3.2. A tale consolidato indirizzo si contrappone, tuttavia, una recente decisione, secondo cui, in tema di consulenza tecnica di ufficio, lo svolgimento di indagini peritali su fatti estranei al “thema decidendum” della controversia o l’acquisizione ad opera dell’ausiliare di elementi di prova, in violazione del principio dispositivo, cagiona la nullita’ della consulenza tecnica, da qualificare come “nullita’ a carattere assoluto”, rilevabile d’ufficio e non sanabile per acquiescenza delle parti, in quanto le norme che stabiliscono preclusioni, assertive ed istruttorie, nel processo civile sono preordinate alla tutela di interessi generali, non derogabili dalle parti. Ed invero, secondo la pronuncia in esame, in virtu’ del principio dispositivo e dell’operare nel processo civile di preclusioni, assertive ed istruttorie, l’ausiliare del giudice, nello svolgimento delle proprie attivita’, non puo’ – nemmeno in presenza di ordine del giudice o di acquiescenza delle parti – indagare di ufficio su fatti mai ritualmente allegati da queste ultime, ne’ acquisire di sua iniziativa la prova dei fatti costitutivi delle domande o delle eccezioni proposte e nemmeno procurarsi, dalle parti o dai terzi, documenti che forniscano tale prova.

Elenco dei dati
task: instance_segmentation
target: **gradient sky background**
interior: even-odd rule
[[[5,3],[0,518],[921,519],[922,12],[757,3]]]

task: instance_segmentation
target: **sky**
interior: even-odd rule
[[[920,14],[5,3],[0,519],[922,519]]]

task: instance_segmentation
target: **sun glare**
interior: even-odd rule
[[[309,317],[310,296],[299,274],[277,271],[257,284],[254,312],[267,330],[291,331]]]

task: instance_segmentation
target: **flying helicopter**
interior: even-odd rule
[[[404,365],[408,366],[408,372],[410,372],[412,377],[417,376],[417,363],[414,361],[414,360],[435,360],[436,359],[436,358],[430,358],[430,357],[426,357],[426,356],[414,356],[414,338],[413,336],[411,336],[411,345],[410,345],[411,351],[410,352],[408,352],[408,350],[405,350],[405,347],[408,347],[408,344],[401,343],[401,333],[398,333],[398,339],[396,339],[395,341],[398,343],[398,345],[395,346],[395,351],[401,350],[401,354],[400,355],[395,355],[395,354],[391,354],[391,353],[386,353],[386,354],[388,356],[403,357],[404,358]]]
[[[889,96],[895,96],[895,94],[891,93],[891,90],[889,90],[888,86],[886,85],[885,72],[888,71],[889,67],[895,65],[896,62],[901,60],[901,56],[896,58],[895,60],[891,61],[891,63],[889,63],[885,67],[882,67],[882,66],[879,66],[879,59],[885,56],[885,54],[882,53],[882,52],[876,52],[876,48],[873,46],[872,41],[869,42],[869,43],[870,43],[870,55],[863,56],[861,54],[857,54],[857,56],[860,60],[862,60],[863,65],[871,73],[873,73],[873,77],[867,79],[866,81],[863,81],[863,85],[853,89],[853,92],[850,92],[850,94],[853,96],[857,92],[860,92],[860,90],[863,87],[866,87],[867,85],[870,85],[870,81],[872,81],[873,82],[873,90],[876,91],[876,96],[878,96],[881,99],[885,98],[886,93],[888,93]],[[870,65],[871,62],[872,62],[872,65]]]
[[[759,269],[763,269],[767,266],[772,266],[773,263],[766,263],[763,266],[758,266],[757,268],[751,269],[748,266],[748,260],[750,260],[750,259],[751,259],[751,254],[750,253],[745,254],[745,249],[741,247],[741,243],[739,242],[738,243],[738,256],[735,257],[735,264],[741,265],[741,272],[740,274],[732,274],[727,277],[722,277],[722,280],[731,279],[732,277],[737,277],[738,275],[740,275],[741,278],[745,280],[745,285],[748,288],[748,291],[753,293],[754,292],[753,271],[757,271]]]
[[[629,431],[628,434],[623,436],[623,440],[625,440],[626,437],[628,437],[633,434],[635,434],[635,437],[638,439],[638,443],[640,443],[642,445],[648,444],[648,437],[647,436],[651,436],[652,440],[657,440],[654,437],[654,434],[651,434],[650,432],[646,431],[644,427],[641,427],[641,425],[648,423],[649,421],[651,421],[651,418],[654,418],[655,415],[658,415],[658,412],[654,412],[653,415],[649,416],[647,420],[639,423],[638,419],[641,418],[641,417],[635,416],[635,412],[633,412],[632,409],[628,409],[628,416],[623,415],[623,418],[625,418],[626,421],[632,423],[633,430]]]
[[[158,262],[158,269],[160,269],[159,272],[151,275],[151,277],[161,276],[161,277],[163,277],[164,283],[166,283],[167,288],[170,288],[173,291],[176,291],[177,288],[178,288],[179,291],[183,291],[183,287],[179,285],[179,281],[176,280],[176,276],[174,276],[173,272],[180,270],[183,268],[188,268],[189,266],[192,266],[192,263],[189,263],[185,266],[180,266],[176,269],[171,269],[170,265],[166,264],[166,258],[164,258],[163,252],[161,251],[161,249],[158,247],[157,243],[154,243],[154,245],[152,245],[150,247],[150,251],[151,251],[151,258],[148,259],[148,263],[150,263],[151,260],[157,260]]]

*CONSEGNA*.
Per ciascuna affermazione indica se concorda con il brano fornito (sì o no), citando alla lettera le parole del brano che lo stabiliscono. 1. La nullità della consulenza descritta nella decisione può essere sanata dall'acquiescenza delle parti. 2. Per la pronuncia esaminata, l'ausiliare non può indagare d'ufficio su fatti mai ritualmente allegati dalle parti nemmeno su ordine del giudice. 3. Quella nullità è rilevabile d'ufficio. I record provengono da una fonte diversa.

*RISPOSTA COMPLETA*.
1. No: «non sanabile per acquiescenza delle parti».
2. Sì: «non puo’ – nemmeno in presenza di ordine del giudice o di acquiescenza delle parti – indagare di ufficio su fatti mai ritualmente allegati da queste ultime».
3. Sì: «rilevabile d’ufficio».